> **Given problem**
Every line from the one with "of the illuminated" through the end of the records below should be restated word for word, and nothing outside that span.
— Start of Records —
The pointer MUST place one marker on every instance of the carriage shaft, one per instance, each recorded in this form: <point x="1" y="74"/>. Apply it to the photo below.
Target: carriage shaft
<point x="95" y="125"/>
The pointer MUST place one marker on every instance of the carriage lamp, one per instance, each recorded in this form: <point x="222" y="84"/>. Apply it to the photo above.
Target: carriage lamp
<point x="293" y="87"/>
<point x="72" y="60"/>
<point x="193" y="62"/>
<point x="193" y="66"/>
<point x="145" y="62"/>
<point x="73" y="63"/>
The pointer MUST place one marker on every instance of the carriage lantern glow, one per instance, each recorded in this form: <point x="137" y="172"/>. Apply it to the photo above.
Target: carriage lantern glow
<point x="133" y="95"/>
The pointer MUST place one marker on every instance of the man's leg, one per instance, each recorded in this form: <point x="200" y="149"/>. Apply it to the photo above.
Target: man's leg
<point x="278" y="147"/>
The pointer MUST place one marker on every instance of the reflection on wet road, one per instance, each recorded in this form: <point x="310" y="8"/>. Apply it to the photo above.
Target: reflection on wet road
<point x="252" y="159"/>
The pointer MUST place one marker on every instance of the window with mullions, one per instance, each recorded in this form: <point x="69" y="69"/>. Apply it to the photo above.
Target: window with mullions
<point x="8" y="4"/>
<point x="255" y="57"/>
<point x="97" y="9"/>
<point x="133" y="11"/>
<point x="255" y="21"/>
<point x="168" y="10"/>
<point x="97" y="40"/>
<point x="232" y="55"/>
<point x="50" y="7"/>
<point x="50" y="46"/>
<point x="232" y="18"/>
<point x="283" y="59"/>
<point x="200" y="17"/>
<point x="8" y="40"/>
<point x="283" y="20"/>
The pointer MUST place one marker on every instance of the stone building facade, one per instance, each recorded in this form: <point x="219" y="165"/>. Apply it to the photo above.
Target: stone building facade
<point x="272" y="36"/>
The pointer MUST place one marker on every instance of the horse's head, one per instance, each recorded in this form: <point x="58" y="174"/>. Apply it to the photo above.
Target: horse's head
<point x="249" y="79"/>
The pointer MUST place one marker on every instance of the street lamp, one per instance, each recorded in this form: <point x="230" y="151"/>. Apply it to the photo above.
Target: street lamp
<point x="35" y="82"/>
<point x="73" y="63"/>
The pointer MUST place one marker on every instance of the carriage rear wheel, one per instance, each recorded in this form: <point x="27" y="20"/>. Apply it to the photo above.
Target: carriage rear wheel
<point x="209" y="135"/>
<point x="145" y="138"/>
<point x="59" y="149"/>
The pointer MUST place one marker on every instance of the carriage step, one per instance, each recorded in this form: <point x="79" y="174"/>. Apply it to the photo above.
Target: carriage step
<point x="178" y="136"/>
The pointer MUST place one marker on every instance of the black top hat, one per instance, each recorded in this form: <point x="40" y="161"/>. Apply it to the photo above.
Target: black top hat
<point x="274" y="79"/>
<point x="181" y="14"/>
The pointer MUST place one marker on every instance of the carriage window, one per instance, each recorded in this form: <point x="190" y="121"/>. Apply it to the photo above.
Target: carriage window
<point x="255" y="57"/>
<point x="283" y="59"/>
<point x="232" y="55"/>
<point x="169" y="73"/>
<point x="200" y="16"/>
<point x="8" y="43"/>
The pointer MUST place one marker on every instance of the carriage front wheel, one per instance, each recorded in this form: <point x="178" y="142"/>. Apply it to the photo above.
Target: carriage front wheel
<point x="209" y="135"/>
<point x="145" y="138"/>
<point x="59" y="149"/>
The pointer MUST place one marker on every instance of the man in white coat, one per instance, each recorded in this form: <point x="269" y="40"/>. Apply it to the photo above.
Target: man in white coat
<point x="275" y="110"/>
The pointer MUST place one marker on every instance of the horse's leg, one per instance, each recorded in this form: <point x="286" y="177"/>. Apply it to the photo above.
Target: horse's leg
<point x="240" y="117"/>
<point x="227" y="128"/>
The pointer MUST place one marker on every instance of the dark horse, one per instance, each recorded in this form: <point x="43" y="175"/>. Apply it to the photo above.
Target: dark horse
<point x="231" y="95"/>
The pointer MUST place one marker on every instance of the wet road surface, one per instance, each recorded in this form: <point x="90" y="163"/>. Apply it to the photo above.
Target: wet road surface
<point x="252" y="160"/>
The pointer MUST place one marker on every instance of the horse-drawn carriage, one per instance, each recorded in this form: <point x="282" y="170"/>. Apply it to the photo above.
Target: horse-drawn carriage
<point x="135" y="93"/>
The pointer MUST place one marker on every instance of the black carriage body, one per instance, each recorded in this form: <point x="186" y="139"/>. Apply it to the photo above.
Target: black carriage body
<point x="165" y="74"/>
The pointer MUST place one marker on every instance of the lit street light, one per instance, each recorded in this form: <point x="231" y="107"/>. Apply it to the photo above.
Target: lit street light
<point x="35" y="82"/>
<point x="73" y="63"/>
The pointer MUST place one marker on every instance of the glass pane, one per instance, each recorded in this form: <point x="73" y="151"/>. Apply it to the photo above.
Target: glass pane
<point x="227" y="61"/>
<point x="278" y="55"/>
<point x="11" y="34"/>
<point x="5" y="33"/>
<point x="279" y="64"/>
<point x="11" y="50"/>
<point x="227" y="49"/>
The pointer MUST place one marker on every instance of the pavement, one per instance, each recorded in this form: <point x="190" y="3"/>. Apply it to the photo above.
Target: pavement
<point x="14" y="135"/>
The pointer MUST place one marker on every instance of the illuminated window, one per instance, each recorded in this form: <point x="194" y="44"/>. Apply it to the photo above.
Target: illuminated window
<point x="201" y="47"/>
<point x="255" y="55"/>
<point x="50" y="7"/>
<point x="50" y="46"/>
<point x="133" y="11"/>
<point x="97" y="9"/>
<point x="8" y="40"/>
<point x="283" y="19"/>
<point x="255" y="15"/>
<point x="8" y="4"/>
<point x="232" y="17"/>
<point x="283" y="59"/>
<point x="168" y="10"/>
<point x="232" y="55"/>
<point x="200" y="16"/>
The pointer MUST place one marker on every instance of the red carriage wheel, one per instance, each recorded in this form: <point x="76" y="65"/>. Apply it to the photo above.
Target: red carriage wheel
— End of Records —
> **Response**
The pointer MUST place one marker on every instance of the illuminated window, one per instance, each recorded in this form: <point x="194" y="44"/>. Apply it to the photo above.
Target: illuminated window
<point x="201" y="47"/>
<point x="255" y="55"/>
<point x="50" y="7"/>
<point x="50" y="46"/>
<point x="133" y="11"/>
<point x="97" y="9"/>
<point x="8" y="40"/>
<point x="283" y="19"/>
<point x="255" y="15"/>
<point x="8" y="4"/>
<point x="232" y="17"/>
<point x="283" y="59"/>
<point x="168" y="10"/>
<point x="232" y="55"/>
<point x="200" y="16"/>
The pointer MUST place one marker on every instance of the red carriage wheel, one per instance, each recorded in this form: <point x="76" y="65"/>. Apply it to the photo above.
Target: red carriage wheel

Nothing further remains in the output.